Written instruction: State how many lines in the material below contain the string "plaid", treating uppercase and lowercase letters as distinct. Give only the number.

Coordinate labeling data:

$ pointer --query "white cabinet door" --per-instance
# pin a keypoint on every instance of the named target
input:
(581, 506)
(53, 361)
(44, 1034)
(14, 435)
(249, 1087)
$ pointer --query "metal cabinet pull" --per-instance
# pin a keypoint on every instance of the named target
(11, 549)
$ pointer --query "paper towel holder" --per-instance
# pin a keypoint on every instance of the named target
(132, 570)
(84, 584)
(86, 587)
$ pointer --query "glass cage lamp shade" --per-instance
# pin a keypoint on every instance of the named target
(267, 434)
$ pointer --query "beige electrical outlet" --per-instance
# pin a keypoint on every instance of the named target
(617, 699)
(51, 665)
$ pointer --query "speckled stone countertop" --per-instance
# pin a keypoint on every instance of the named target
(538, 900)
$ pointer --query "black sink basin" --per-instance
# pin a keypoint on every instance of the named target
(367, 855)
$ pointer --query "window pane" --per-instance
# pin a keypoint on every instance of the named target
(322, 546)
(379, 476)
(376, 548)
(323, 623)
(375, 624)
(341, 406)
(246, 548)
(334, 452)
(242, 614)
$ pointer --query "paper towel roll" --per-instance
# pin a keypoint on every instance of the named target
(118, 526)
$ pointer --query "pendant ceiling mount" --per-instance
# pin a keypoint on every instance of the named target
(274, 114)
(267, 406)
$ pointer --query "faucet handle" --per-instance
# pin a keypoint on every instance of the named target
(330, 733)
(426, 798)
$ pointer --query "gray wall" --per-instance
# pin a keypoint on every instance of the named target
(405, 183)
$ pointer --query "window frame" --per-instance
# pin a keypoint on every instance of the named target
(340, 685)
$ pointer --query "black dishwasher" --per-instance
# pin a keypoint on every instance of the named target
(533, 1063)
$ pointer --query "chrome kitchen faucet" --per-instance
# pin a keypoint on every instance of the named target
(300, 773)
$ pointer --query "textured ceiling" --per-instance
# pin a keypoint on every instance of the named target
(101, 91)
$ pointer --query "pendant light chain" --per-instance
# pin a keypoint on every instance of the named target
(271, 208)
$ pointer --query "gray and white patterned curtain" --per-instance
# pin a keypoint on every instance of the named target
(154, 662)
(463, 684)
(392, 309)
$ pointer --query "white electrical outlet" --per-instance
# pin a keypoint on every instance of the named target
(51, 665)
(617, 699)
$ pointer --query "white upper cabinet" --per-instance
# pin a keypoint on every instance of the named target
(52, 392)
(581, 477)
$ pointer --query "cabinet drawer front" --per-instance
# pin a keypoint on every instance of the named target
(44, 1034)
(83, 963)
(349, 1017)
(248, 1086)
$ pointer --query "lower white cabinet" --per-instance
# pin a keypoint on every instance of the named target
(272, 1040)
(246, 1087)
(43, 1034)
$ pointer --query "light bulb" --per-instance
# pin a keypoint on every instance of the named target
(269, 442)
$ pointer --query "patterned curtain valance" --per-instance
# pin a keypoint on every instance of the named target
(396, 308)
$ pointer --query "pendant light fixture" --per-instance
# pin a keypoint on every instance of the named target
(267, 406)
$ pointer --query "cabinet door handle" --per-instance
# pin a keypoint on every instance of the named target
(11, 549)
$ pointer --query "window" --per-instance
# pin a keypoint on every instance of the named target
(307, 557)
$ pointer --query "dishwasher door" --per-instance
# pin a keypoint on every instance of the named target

---

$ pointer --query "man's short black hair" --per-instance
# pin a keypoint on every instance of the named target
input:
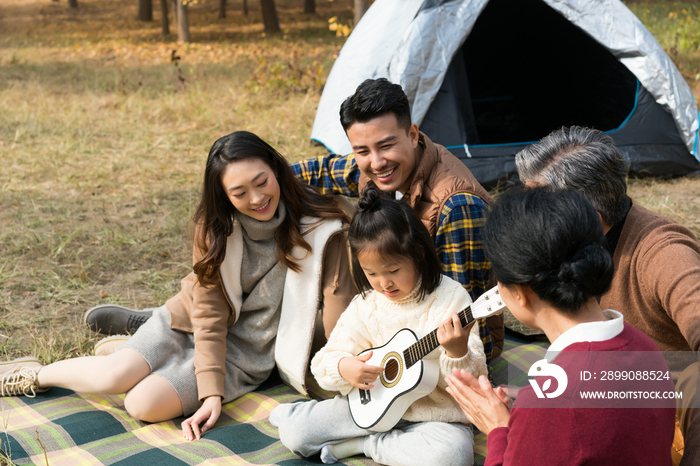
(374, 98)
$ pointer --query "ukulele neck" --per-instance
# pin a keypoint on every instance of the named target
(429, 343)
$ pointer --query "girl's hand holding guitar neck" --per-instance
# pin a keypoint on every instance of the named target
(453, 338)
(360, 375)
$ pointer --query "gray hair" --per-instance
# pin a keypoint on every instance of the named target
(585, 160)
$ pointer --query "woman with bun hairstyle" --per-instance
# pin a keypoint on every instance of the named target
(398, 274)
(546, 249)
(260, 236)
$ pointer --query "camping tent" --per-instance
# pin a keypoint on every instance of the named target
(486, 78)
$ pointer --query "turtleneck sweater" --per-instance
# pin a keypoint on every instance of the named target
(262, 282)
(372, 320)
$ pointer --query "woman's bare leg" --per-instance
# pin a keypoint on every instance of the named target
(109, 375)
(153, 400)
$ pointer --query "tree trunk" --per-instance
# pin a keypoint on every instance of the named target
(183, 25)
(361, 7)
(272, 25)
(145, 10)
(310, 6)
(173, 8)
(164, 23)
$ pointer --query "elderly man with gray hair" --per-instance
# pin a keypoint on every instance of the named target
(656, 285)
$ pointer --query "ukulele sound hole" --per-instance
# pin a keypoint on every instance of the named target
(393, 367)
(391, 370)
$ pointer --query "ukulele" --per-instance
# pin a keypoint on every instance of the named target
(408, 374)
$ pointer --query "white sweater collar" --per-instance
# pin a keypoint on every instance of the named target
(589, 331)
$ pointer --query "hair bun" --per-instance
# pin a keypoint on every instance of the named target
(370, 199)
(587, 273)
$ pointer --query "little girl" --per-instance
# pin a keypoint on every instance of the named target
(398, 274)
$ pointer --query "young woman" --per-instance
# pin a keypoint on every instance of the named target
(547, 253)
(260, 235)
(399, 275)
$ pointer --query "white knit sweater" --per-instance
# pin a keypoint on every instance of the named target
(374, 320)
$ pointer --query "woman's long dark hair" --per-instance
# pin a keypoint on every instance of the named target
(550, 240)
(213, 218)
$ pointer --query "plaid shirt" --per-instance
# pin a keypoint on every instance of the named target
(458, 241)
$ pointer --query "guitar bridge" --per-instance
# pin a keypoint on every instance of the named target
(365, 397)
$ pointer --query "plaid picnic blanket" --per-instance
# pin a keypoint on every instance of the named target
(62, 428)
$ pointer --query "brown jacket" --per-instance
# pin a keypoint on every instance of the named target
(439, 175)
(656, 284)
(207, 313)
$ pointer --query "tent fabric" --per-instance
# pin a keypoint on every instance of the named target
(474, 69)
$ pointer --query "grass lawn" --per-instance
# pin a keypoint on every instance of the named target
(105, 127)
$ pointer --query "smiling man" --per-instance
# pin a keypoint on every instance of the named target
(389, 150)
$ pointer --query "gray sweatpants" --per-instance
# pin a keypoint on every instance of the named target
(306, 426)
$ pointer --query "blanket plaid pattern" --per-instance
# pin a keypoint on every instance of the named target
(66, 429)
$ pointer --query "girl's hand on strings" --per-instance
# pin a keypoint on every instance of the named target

...

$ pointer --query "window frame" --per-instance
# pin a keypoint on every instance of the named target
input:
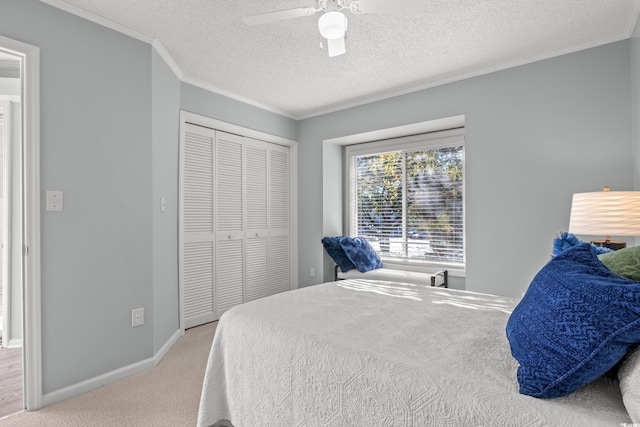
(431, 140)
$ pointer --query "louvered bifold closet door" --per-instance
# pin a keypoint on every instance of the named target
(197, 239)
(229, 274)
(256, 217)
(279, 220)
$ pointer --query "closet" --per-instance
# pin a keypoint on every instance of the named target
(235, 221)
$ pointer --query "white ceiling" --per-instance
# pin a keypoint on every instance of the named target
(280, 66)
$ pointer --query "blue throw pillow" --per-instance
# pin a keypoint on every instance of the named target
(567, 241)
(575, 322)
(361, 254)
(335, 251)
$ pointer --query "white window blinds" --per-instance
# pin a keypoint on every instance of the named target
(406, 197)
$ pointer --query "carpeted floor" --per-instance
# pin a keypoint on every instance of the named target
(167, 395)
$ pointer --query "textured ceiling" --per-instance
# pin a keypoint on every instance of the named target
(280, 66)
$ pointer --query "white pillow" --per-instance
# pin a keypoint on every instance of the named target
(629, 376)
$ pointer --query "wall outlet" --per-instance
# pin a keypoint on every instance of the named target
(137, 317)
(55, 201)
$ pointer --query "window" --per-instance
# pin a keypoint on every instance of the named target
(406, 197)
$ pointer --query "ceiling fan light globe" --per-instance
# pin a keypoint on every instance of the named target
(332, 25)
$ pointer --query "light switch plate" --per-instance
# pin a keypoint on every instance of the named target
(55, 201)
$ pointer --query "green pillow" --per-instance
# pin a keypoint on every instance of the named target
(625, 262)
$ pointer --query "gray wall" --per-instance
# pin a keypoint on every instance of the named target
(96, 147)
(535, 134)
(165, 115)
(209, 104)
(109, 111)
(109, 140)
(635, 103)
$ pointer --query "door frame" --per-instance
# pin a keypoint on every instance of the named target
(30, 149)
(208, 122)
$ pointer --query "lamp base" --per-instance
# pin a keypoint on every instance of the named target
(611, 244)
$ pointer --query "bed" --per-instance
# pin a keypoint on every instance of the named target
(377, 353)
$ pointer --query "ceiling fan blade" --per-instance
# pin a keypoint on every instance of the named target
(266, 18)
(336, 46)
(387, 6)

Task solution: 3